Activity -> The data is to be transcribed in full, with nothing missed.

(Records contained in a dataset)
#####

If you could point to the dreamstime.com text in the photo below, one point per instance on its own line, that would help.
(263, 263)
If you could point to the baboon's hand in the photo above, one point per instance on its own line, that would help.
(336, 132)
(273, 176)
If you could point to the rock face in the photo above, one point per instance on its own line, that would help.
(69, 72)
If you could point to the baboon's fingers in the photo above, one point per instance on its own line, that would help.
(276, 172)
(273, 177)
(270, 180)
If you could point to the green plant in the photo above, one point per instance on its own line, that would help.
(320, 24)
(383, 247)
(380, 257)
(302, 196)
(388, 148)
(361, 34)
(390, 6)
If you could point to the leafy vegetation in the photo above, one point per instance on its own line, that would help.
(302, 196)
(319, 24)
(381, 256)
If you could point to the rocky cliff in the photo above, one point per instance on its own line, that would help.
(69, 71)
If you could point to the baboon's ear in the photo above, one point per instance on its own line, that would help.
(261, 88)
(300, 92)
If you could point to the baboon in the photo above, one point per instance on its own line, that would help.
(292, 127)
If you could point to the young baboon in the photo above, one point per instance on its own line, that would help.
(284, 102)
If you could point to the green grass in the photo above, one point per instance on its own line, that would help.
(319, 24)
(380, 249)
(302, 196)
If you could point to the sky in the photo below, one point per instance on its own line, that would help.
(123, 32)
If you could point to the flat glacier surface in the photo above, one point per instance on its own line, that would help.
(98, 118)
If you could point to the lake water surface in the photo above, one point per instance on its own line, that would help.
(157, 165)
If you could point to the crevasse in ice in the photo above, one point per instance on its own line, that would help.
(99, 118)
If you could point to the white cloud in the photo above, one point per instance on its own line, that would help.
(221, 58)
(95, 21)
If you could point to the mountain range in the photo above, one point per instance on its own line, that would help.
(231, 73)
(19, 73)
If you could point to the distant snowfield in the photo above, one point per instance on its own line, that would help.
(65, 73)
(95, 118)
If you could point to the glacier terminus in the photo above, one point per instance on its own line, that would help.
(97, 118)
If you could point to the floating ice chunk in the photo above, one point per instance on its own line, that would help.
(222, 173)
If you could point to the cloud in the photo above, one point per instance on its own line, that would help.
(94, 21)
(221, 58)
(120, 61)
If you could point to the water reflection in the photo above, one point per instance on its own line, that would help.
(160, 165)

#####

Result of the task ->
If you could point to the dreamstime.com text in the photo below, one point per instance on its own line, that would help.
(263, 263)
If you could point to the baboon's hand in the photo above, one point per instance on its own line, that would help.
(336, 132)
(273, 176)
If you could point to the rock face in the photo above, one point per instance on its own line, that would help.
(69, 72)
If you could point to the baboon's fingers in the photo above, one point per instance on its own line, that would help.
(276, 172)
(273, 177)
(270, 180)
If you could point to the green plant in the photo above, one point per instance on its own line, that would help.
(320, 24)
(383, 247)
(380, 257)
(302, 196)
(388, 148)
(361, 34)
(390, 6)
If you could point to the leafy vegetation in the photo above, one point per instance on its own line, that would help.
(302, 196)
(319, 24)
(381, 256)
If you could point to the rocky cliff in the photo above, one point per instance on its own line, that would help.
(69, 71)
If you could point to the baboon's ear in the photo above, one point per instance on its own line, that would help.
(261, 88)
(300, 92)
If you could point to the baboon in the photo above, one point per instance on its own line, that would help.
(292, 127)
If you could point to the young baboon in the photo above, one point per instance on its own line, that would help.
(284, 102)
If you could point to the green grass in the photo above, one point per instance on its own line, that would help.
(319, 24)
(380, 249)
(302, 196)
If you could point to the sky in the photo below, one point per instance on its own line, that would help.
(123, 32)
If you could point to the flat glacier surface in the photo above, one point per instance on its own line, that would help.
(98, 118)
If you could point to the lake water surface in the photo above, one point per instance on its own line, that would help.
(157, 165)
If you could point to the crevasse in ice in the photo above, one point per instance on its own line, that would help.
(99, 118)
If you could point to the white cloud in the photo above, one point per instance on its own line, that would help.
(221, 58)
(95, 21)
If you could point to the mountain range in the photo above, one point per instance on its own line, that would help.
(231, 73)
(19, 73)
If you could point to the distant snowfield in the photo above, one point per instance on its own line, that would help.
(65, 73)
(95, 118)
If you could point to the glacier terminus in the photo above, one point per instance on its own line, that would help.
(97, 118)
If you could point to the floating ice chunk in the photo above, one point per instance on its own line, that would help.
(222, 173)
If you could point to the cloud in the photo above, one point per instance on its own line, that would help.
(94, 21)
(221, 58)
(120, 61)
If you could point to the water reflection in the photo above, one point per instance on its own line, that would help.
(160, 165)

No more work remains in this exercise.